→ **Your instructions**:
Reproduce the data below verbatim, starting at its first line and ending at the line containing "[(391, 143), (96, 145)]", with both ends included. Omit the pictures from your answer.

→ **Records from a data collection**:
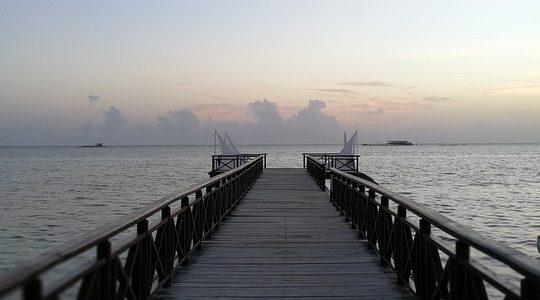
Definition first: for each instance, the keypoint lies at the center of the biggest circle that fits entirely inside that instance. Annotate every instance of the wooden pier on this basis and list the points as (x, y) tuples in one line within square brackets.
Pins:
[(284, 240), (253, 232)]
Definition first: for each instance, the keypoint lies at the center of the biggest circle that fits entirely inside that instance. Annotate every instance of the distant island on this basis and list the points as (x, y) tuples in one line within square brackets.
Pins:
[(391, 143), (96, 145)]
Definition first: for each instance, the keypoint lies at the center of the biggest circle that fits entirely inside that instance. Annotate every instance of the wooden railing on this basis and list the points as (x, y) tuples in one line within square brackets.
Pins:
[(136, 254), (342, 162), (225, 162), (316, 169), (400, 230)]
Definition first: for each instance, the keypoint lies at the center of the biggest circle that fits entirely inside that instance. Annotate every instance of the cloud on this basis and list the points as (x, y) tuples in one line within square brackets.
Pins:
[(337, 91), (378, 111), (368, 83), (266, 112), (92, 99), (180, 120), (114, 120)]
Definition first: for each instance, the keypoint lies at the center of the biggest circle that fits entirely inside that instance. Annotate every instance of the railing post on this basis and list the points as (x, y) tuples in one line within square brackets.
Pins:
[(200, 219), (166, 251), (385, 223), (323, 177), (458, 283), (402, 244), (371, 219), (107, 281), (140, 281), (186, 231), (33, 289)]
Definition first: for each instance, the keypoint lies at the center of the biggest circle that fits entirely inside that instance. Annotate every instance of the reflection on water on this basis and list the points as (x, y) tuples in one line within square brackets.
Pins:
[(51, 194)]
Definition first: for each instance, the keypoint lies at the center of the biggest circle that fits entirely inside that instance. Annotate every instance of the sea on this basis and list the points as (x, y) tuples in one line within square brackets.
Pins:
[(49, 195)]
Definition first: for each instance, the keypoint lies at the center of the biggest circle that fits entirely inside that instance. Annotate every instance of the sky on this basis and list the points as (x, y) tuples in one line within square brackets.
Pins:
[(171, 72)]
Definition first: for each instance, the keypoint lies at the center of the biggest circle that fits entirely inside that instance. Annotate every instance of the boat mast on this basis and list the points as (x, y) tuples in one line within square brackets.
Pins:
[(215, 137)]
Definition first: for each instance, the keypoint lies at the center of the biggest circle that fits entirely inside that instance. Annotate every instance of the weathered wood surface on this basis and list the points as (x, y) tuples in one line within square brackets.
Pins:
[(284, 240)]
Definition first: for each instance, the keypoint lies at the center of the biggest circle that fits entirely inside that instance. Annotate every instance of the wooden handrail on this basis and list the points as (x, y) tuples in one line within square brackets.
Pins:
[(222, 191), (389, 232)]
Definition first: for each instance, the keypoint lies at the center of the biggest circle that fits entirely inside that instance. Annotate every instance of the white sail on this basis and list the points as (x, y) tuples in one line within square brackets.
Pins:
[(225, 149), (348, 147), (231, 145)]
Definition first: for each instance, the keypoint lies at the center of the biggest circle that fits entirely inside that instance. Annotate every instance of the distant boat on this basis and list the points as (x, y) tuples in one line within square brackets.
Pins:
[(96, 145)]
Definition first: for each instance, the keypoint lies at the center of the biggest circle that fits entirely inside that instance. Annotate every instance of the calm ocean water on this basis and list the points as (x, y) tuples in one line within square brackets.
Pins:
[(51, 194)]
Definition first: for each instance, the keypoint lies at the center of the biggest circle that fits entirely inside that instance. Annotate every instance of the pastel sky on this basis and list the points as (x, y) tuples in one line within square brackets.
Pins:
[(169, 72)]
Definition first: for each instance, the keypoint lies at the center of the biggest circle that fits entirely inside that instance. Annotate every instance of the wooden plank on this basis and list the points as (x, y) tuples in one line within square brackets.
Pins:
[(284, 240)]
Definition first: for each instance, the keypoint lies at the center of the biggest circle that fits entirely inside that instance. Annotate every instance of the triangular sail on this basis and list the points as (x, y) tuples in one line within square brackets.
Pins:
[(231, 145), (348, 147)]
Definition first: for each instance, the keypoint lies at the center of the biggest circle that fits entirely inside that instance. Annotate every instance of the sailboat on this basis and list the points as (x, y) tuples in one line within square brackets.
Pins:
[(345, 160), (230, 157)]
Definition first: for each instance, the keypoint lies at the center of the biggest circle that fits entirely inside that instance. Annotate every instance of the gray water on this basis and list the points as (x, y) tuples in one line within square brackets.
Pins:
[(51, 194)]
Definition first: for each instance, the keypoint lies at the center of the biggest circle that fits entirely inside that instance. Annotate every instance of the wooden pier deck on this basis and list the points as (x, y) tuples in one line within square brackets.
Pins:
[(284, 240)]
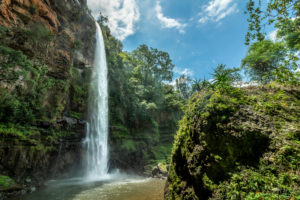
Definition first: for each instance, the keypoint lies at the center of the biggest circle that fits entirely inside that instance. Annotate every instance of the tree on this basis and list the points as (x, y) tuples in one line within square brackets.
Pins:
[(223, 78), (199, 85), (262, 58), (280, 12), (183, 86)]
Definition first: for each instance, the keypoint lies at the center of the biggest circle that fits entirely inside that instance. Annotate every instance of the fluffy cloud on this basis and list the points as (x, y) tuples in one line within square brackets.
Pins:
[(185, 71), (273, 35), (122, 15), (217, 10), (166, 21)]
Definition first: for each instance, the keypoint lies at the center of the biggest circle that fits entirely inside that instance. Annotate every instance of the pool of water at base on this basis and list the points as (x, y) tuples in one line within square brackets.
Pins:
[(122, 188)]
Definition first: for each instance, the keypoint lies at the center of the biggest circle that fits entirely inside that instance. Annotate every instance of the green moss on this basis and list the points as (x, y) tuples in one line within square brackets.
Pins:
[(6, 181), (243, 145)]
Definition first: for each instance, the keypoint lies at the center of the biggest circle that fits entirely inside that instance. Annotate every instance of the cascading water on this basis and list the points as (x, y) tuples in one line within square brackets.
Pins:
[(97, 127)]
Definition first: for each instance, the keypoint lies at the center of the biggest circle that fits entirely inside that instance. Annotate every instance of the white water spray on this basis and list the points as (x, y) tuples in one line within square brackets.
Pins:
[(97, 126)]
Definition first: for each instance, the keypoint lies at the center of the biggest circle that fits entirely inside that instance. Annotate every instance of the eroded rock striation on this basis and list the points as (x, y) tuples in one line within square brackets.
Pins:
[(46, 55), (242, 144)]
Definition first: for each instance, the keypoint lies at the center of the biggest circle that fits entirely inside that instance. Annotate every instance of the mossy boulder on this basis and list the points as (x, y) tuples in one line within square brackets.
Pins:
[(230, 146)]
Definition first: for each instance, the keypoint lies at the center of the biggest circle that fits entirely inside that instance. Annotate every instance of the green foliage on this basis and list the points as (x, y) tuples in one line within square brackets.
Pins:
[(24, 103), (263, 58), (141, 104), (78, 44), (6, 181), (279, 11), (183, 86), (223, 79), (232, 154)]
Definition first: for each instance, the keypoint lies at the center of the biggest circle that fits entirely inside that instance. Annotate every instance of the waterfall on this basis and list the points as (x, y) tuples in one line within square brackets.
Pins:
[(97, 127)]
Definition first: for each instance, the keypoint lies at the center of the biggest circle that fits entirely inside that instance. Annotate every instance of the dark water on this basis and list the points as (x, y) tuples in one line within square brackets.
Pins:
[(134, 188)]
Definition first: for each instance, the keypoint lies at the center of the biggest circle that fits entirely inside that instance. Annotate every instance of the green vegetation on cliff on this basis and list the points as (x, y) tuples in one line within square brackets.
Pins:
[(243, 143), (144, 108), (238, 145)]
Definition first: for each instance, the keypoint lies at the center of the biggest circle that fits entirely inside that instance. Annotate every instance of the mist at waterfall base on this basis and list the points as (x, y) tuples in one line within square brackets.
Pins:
[(96, 141), (96, 182)]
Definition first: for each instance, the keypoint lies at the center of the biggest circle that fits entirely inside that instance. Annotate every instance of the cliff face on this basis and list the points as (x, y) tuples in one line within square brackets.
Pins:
[(238, 145), (46, 55)]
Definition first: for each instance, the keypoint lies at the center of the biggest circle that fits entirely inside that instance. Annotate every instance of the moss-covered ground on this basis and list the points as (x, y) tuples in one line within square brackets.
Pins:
[(242, 144)]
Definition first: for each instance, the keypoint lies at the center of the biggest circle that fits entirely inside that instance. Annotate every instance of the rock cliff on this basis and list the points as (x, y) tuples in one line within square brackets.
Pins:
[(46, 55), (242, 145)]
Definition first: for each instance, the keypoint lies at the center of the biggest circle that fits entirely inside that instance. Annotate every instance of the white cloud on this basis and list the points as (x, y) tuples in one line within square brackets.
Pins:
[(122, 15), (166, 21), (216, 10), (273, 35), (185, 71)]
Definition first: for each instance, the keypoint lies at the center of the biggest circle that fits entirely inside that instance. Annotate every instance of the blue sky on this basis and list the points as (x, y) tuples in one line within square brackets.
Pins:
[(198, 34)]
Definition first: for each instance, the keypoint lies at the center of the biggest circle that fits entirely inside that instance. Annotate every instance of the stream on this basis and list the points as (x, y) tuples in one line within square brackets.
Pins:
[(121, 188)]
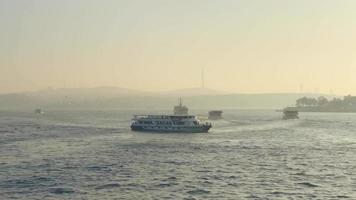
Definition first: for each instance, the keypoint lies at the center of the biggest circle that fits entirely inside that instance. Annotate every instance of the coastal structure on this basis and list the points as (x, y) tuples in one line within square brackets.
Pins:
[(169, 123)]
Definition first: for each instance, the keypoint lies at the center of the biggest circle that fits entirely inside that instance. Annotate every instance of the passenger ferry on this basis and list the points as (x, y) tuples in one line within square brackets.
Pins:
[(169, 123), (289, 113), (180, 109)]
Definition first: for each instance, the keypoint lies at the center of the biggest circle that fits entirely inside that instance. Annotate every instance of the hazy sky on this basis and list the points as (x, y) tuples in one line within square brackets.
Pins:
[(243, 45)]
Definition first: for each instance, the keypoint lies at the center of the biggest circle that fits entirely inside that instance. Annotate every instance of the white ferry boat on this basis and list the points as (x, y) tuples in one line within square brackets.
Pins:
[(169, 123)]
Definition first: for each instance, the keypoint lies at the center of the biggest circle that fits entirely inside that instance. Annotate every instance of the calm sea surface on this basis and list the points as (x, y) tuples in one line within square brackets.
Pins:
[(248, 155)]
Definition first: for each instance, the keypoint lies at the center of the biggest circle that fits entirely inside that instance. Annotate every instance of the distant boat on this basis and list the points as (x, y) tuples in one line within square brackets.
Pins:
[(180, 109), (290, 114), (169, 123), (39, 111), (215, 114)]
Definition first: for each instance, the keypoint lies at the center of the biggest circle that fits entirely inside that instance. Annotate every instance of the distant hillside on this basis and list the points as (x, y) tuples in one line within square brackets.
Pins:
[(192, 92), (118, 98)]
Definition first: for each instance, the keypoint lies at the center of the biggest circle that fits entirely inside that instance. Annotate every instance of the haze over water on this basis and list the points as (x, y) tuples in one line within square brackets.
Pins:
[(248, 155), (87, 66), (244, 46)]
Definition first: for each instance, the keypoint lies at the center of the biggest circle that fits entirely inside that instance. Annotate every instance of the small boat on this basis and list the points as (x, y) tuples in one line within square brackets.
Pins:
[(39, 111), (215, 114), (290, 114), (169, 123)]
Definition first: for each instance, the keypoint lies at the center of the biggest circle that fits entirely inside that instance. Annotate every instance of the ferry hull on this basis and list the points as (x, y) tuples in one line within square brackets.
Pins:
[(199, 129)]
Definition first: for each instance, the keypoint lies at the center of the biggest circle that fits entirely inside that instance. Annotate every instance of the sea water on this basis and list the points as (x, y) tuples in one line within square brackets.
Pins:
[(250, 154)]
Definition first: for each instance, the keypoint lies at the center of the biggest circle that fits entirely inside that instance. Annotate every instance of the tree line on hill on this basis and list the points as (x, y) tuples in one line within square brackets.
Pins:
[(347, 101)]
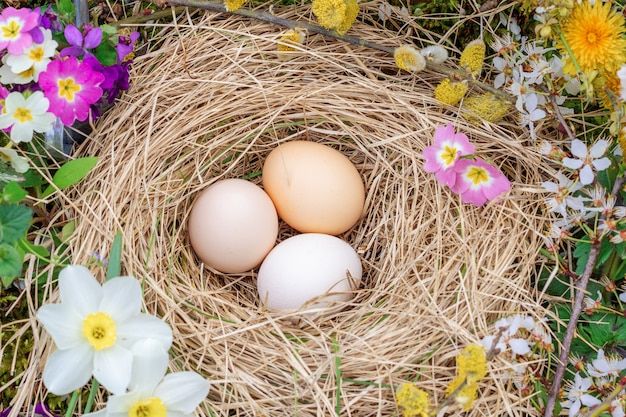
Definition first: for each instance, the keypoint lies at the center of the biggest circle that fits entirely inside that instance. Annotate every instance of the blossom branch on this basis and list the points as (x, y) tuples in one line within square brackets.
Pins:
[(581, 289)]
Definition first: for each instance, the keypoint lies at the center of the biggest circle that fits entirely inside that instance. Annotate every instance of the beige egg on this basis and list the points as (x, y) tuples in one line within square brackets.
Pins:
[(233, 225), (315, 188)]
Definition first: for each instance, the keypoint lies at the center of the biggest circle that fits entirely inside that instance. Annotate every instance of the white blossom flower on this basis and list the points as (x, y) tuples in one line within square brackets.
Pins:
[(577, 395), (151, 392), (588, 158), (604, 366), (94, 326), (26, 115)]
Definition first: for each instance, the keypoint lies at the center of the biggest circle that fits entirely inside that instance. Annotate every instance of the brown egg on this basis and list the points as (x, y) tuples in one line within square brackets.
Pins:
[(232, 226), (314, 187)]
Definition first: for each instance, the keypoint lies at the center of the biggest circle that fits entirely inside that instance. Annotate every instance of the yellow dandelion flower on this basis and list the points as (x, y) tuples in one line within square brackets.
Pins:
[(486, 107), (412, 401), (234, 5), (473, 56), (594, 35), (337, 15), (464, 392), (450, 92), (409, 59), (289, 39), (472, 363)]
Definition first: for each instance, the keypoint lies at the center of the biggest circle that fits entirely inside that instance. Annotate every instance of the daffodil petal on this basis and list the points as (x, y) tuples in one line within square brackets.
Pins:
[(182, 391), (112, 368), (63, 324), (67, 370), (144, 326), (79, 289), (121, 298), (150, 361)]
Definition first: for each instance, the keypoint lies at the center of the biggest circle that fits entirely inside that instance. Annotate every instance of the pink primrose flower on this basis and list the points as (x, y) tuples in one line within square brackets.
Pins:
[(15, 28), (477, 181), (448, 147), (71, 86)]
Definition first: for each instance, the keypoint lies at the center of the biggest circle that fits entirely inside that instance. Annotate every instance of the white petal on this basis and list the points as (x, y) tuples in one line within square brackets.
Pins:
[(586, 175), (579, 149), (121, 298), (67, 370), (572, 163), (112, 368), (63, 324), (599, 148), (79, 289), (601, 164), (182, 391), (144, 326), (519, 346), (150, 361)]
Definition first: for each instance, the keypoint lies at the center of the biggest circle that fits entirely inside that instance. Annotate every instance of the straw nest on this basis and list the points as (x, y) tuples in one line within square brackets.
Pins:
[(210, 104)]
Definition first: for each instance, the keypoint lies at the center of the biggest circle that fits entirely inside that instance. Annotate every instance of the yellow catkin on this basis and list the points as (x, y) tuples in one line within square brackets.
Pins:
[(486, 107), (412, 401), (450, 92), (409, 59), (473, 57), (337, 15)]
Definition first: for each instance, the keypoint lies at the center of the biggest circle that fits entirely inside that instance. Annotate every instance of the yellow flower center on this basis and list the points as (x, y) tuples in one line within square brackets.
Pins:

→ **Output for this task**:
Definition first: for each instance, the keypoint lies at the center of the biggest circle that fits entirely inside that instance. Annotate every instance of the wooden pier on this basis and list the points as (x, y) tuples in one line within square brackets.
Pins:
[(284, 240), (253, 232)]
Definition first: for each instance, the keypoint lies at the center of the biggest circle that fits entirely inside that instance. Annotate every instance of the distant island on this basis and list the points as (x, y) tuples in one line within square brackets.
Pins:
[(391, 143), (96, 145)]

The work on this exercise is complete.